**** TEXT SEGMENT
# Zeiss 2/25 or 2/35 for everyday use in APS-C?



## Vonbon (Jul 25, 2012)

I'm wondering which of these lenses is the best application for everyday use in Canon 600D? 

I love Zeiss lenses and already own 2.8/21, 2/50, and 2/100. I borrowed 1.4/35 about a week, and I didn't like the size, weight, and somehow I can not get sharp focus properly. Just like my old 1.4/85 before I traded it with 2/100. I never use 2/35 or 2/25 at this time. 

I read reviews that 2/35 is different from 1.4/35 in several ways (tone, color, bokeh etc)... but can not find comparison between 2/35 and 2/25. Thanks in advance.


----------



## te4o (Jul 26, 2012)

You most probably don't need either yet... Save some money and get a 5DII with a MF screen, and then take the 35/1.4. 
I find it a bit strange to use so expensive and niche lenses on a 600 series. 
The 35/1.4 is my favourite. Modern design, 1.4 wide - you don't own a 1,4 Zeiss yet, so this will be an addition to the character of your photography. Selecting Zeiss for the ease of focusing (2 vs 1.4) its not logical either to me. I choose the character of the lens. 
The 2/25 is a lot better in micro contrast and colours than the ageing 2/35. If you insist on it you could sell the 2.8/21 and get that one. 
But a FF camera is more important to my eyes.
Cheers


----------



## Vonbon (Jul 26, 2012)

Sorry not to mention before... I already own 5DMk2 and pair with 5DMk2 have try 1.4/35 (http://www.flickr.com/photos/vonbon/7601185144#) when first launched in Indonesia at the first time last year.
********
**** DATA LINES
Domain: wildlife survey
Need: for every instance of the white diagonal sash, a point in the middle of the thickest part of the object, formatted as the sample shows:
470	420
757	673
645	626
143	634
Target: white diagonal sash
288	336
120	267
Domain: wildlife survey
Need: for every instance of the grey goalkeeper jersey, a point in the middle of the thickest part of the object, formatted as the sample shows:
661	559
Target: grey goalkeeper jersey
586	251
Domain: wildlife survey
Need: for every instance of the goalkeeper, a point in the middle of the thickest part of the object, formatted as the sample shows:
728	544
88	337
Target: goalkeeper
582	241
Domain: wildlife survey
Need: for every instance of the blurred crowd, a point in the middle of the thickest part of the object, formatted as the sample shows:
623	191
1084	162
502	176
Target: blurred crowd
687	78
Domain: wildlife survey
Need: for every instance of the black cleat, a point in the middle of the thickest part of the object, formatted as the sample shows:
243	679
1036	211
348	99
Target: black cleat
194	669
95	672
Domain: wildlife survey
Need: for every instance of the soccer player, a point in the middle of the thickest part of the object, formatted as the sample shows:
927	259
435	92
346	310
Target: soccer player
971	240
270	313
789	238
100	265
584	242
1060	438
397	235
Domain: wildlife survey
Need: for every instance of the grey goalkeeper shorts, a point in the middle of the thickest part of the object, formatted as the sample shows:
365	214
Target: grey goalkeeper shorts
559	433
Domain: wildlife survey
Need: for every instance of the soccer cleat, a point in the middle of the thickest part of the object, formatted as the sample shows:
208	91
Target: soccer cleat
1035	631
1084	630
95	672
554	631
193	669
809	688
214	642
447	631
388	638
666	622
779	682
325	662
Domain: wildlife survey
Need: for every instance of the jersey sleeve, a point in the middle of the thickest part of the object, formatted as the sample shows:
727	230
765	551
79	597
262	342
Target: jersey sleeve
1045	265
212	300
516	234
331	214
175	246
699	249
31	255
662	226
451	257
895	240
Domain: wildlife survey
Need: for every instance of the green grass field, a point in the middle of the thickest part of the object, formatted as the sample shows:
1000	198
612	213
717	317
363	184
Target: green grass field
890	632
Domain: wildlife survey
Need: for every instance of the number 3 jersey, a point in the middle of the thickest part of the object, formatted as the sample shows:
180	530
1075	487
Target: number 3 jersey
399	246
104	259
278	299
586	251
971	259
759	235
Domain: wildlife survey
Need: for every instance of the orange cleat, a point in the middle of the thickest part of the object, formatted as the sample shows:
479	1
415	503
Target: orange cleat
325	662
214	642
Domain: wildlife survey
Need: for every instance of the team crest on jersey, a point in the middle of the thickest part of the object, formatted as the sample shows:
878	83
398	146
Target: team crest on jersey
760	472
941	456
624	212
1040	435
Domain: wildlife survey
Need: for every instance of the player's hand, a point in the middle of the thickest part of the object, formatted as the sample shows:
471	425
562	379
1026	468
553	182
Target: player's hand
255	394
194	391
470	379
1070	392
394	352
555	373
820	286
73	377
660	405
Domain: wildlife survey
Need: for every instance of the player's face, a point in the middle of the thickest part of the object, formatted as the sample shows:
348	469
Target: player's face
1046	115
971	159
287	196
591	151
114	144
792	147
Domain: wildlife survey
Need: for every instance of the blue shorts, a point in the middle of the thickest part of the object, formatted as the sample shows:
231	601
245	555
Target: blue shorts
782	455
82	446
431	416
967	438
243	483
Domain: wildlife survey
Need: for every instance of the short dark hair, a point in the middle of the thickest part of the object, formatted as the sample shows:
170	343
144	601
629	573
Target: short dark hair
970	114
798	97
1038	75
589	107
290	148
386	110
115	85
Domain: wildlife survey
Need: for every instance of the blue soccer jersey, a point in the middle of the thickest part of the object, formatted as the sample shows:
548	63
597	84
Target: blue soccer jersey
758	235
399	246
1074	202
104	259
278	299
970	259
********
▶ WHAT YOU HAVE TO DO
Write the next part of the Zeiss lens thread, beginning where it stops.

▶ THE ANSWER
This time I want lighter lens with Zeiss IQ pair with Canon 600D that I can carry everyday, fit into my messenger bag along with my notebook and gadgets. Zeiss 1.4/35 is bigger and heavy. All my friends already move to 1.4/35 or drop MF life, so I don't have any relative who can lend me their 2/35... except I go to photography store and try it onsite.

BozillaNZ, playing with MF is nice. Just twist to infinity and f5.6, and everything is smooth and sharp. Along with Zeiss lenses the color is pleasing. But thanks for the advise.


----------



## noisejammer (Jul 26, 2012)

I'm also inclined to think you should sit back until you have a ff camera... but that's not what you asked. Bear in mind that my comments refer to their use on a 5D2, principally using live view. I do not believe it's possible to achieve accurate focus (that does justice to these lenses) using the viewfinder.

Among others (you have these), I own the the 2/25, the 1.4/35 and the 2/35. I find each is different. 

The 2/35 has a wonderful 3D-like image. The 1.4/35 has spherical aberration when wide open (this produces a glow around your subject and is probably why you found it difficult to focus.) It's the equal of the 2/35 at f/2.8 and is considerably sharper at f/8 - f/11. The 2/25 is the sharpest of the bunch - if anything it's at least as sharp as my 2/50.

If I was buying one Zeiss for a full frame camera, it would be the 1.4/35. For a 1.6 crop, I think the 2/25 might be a slightly better choice however you're going to need a Zacuto Z-finder Pro 3x and a ff camera to get the most from it.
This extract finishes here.